**PROVIDED DATA:**
________

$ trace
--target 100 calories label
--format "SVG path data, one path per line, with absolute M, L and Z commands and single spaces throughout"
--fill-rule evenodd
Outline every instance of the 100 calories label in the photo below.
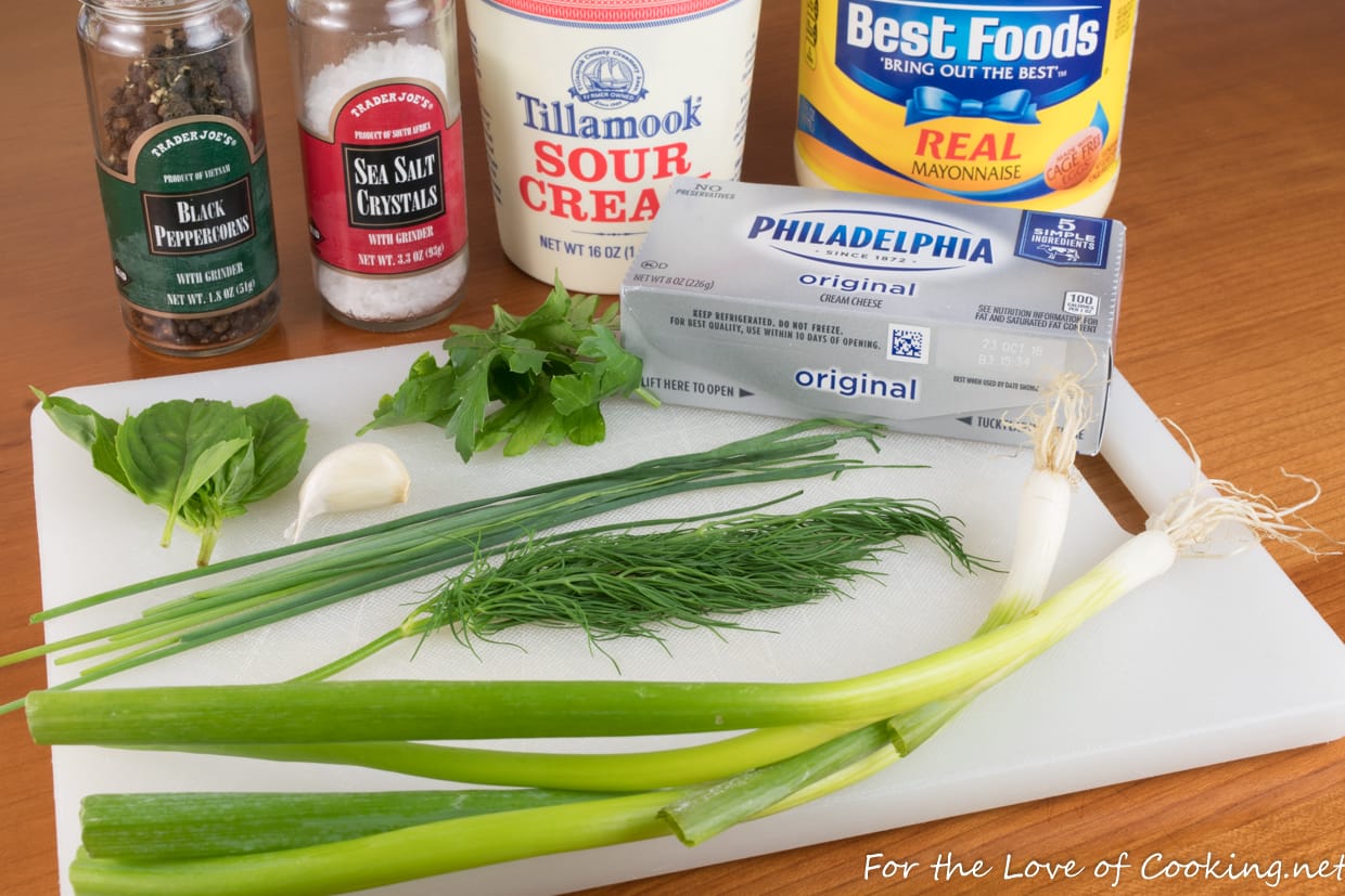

________

**GIVEN REQUEST:** Present each line of the items above as a row in a Markdown table with the columns Row and Line, omitting blank lines. Leave the pictures out of the answer.

**TASK ANSWER:**
| Row | Line |
|---|---|
| 1 | $ trace |
| 2 | --target 100 calories label |
| 3 | --format "SVG path data, one path per line, with absolute M, L and Z commands and single spaces throughout" |
| 4 | --fill-rule evenodd |
| 5 | Outline every instance of the 100 calories label in the photo below. |